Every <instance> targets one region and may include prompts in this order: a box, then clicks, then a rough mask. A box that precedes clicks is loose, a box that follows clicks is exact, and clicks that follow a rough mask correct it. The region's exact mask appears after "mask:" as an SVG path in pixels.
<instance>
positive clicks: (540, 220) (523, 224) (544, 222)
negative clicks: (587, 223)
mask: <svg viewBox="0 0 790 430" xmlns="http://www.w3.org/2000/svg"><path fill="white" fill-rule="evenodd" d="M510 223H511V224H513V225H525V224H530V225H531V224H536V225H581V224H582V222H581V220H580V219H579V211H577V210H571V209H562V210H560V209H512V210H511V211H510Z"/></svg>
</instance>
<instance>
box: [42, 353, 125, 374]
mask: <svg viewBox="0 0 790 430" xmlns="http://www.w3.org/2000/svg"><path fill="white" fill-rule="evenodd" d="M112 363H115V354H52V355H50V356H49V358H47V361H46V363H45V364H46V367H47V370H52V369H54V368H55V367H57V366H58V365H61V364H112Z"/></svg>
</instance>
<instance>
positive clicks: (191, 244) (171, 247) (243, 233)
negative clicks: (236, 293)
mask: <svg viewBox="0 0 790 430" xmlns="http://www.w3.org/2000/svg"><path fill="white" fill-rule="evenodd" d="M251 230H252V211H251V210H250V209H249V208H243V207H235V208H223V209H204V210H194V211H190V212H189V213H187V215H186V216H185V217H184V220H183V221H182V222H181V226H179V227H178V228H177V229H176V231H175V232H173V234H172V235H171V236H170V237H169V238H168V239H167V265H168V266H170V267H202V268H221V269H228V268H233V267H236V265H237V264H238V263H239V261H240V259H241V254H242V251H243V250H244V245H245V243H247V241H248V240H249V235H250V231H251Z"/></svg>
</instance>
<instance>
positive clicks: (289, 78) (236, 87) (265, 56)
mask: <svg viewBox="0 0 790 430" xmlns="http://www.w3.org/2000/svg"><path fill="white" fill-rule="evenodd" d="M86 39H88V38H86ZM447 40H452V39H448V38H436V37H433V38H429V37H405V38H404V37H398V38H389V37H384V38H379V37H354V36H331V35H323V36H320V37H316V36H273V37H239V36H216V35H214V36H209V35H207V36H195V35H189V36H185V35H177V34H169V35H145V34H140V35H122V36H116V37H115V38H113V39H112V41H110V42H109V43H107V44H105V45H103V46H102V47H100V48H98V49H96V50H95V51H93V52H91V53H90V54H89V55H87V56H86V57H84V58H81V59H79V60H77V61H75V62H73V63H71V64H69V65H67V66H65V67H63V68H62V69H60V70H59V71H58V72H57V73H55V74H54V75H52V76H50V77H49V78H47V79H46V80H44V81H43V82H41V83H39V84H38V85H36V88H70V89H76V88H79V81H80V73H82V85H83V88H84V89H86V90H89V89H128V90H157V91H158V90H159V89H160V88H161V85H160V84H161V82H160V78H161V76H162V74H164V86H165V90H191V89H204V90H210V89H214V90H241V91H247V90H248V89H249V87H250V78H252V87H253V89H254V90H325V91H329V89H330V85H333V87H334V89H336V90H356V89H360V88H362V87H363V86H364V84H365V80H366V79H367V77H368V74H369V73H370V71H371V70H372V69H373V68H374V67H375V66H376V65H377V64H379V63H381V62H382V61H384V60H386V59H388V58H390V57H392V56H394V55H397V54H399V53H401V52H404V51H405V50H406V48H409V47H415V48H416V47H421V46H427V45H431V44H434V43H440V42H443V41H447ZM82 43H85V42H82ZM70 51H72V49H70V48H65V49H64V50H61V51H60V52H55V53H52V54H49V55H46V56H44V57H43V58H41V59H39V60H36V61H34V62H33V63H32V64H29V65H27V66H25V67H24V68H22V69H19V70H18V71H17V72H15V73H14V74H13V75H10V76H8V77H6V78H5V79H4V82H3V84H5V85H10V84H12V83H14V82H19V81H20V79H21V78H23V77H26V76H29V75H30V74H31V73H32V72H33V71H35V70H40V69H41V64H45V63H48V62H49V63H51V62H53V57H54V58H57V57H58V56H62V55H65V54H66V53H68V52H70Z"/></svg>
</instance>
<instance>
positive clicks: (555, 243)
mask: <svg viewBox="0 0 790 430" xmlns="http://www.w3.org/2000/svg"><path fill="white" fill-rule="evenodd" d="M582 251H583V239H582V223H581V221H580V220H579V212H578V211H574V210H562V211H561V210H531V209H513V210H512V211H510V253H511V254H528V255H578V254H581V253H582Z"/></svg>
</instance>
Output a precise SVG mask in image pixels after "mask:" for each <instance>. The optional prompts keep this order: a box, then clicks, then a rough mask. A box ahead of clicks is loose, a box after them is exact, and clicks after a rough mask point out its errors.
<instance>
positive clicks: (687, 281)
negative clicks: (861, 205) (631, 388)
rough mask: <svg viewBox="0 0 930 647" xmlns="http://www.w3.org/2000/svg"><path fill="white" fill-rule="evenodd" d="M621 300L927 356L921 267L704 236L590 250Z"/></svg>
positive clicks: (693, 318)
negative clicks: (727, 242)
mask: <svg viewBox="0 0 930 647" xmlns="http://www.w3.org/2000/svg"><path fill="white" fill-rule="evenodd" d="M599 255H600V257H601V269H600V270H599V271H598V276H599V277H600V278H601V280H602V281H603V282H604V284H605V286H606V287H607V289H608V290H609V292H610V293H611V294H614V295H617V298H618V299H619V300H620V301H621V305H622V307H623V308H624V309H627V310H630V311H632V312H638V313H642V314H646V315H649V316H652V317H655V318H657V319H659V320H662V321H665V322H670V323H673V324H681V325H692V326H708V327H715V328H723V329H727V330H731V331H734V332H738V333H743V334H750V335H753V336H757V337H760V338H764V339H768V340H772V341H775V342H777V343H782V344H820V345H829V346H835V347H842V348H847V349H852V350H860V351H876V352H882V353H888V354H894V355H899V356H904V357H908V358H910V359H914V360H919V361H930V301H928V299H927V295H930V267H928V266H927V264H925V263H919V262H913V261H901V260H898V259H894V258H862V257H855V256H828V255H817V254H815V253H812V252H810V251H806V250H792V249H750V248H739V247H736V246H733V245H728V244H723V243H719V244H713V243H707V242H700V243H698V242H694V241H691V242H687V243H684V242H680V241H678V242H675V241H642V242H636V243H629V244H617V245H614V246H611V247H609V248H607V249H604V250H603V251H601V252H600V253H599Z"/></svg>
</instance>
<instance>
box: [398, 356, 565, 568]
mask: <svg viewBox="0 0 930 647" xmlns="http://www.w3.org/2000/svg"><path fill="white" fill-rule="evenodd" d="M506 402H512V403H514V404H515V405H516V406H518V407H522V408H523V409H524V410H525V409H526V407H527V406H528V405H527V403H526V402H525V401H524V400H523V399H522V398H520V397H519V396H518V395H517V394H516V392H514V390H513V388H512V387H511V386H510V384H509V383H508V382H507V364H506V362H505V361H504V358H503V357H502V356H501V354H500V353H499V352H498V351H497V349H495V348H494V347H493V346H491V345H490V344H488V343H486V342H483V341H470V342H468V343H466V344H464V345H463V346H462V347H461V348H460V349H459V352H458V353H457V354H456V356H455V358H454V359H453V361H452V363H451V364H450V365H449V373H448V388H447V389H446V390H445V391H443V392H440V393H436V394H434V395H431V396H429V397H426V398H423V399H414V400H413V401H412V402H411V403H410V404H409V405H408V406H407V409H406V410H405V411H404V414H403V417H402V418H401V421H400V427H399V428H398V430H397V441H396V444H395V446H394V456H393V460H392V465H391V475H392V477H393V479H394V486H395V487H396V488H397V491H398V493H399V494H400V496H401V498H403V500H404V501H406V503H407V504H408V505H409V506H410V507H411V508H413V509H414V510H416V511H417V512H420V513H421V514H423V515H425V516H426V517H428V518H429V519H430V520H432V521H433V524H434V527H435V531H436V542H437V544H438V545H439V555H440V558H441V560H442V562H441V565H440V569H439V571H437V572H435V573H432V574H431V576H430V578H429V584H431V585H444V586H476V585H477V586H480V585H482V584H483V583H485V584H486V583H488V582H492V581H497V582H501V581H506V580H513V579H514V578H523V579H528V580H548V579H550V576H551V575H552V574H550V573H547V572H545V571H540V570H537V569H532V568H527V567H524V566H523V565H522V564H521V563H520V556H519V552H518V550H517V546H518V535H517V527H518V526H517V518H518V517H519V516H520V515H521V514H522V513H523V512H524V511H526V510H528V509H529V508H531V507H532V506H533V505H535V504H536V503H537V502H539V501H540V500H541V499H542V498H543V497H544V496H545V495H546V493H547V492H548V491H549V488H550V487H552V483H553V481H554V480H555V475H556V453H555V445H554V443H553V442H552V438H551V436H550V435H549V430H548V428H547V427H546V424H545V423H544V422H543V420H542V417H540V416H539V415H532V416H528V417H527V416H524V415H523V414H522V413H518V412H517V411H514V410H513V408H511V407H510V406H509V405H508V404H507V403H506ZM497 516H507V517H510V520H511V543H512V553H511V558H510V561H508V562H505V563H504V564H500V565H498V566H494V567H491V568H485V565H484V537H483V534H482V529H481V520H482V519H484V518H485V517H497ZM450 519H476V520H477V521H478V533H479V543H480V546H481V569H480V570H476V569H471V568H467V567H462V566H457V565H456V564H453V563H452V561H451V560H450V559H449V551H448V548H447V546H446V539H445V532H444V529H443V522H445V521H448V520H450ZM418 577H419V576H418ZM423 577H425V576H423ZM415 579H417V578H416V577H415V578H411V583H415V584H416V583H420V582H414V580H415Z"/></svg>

......

▶ _Exercise goal_
What lines in the material mention "prompts"? Copy every one of them.

▶ _Completed task_
Every <instance> targets one region and may include prompts in this order: a box, then clicks, then a rough mask. A box that precedes clicks is loose, a box that follows clicks is exact, and clicks that follow a rough mask correct it. The region's exact mask appears after "mask:" as an SVG path in pixels.
Output a precise SVG mask in image pixels after "mask:" for each <instance>. The optional prompts keep this order: a box, then clicks, then a rough mask. A box ahead of clicks is loose, a box after them is exact, and clicks after a rough mask point out its errors.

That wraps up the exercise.